> **WHAT TO DO**:
Only lines containing "instance" belong in the answer, each copied from the entries below.

[Data items]
☆ ☆ ☆ ☆ ☆

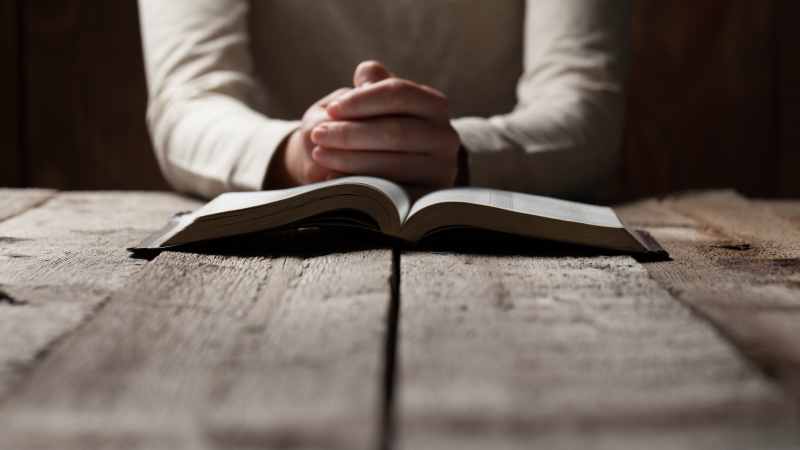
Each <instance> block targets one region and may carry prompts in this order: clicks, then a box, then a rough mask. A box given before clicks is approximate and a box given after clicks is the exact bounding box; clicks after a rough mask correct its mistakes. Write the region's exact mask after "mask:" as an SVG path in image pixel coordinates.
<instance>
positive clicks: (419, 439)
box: [397, 251, 798, 449]
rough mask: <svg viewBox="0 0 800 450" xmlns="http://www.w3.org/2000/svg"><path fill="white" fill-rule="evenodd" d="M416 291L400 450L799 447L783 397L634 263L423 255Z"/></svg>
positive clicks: (744, 361)
mask: <svg viewBox="0 0 800 450" xmlns="http://www.w3.org/2000/svg"><path fill="white" fill-rule="evenodd" d="M533 254H534V255H535V251H534V253H533ZM401 281H402V283H401V291H400V294H401V312H400V317H401V322H400V330H399V339H400V343H399V348H398V352H399V355H400V359H399V370H400V371H399V379H400V383H399V385H398V387H397V389H398V394H397V397H398V403H397V415H398V435H399V442H400V446H399V447H400V448H403V449H445V448H446V449H473V448H474V449H486V448H493V449H512V448H514V449H516V448H520V449H521V448H525V449H531V448H542V449H553V448H565V449H566V448H603V449H605V448H608V449H616V448H665V449H666V448H670V449H675V448H686V449H689V448H691V449H698V448H704V449H725V448H733V447H741V448H784V447H787V448H788V447H789V446H791V445H796V444H797V443H798V438H797V435H796V434H795V433H796V430H797V429H796V428H794V427H795V425H796V421H795V419H794V417H793V416H791V415H790V411H792V410H791V407H792V405H791V402H788V401H787V400H786V399H785V398H784V394H783V391H782V390H781V389H780V388H778V387H776V386H775V385H774V384H772V383H771V382H770V381H769V380H768V379H766V378H765V377H763V376H762V374H761V373H760V372H759V371H758V370H755V369H754V368H753V367H751V365H750V364H749V362H748V361H747V360H746V359H744V358H742V357H741V356H740V355H739V354H738V353H737V352H736V350H735V349H734V348H733V347H732V346H731V345H729V344H728V343H727V342H726V341H725V340H723V339H721V338H720V336H719V335H718V334H717V332H716V331H715V329H714V328H713V327H711V326H709V325H708V324H707V323H705V322H703V321H702V320H700V319H699V318H698V317H697V316H695V315H694V314H693V313H692V312H691V311H690V310H689V309H687V308H685V307H684V306H683V305H681V304H680V303H679V302H677V301H675V300H674V299H673V297H672V296H671V295H670V294H669V293H668V292H667V291H666V290H664V289H662V288H661V287H660V286H659V285H658V284H657V283H656V282H655V281H654V280H653V279H651V278H650V276H649V275H648V271H647V269H645V267H643V266H642V265H641V264H639V263H637V262H636V261H634V260H633V259H631V258H630V257H627V256H601V255H597V256H587V255H585V254H584V255H580V254H579V255H577V256H576V255H570V254H567V253H564V254H562V255H560V256H553V255H549V256H548V255H545V256H538V257H532V256H530V255H527V256H526V255H524V254H523V255H521V256H515V255H502V254H496V255H495V254H473V255H468V254H435V253H409V254H403V256H402V259H401Z"/></svg>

☆ ☆ ☆ ☆ ☆

> **EXERCISE SOLUTION**:
Each <instance> block targets one region and may carry prompts in this order: clicks, then a box, then a rough mask. A box given before clicks is approximate and a box given after clicks is the exact bounding box; clicks after a rough mask correct its mistakes. Write the region's exact mask after "mask:" as an SVG path in image pixel coordinates.
<instance>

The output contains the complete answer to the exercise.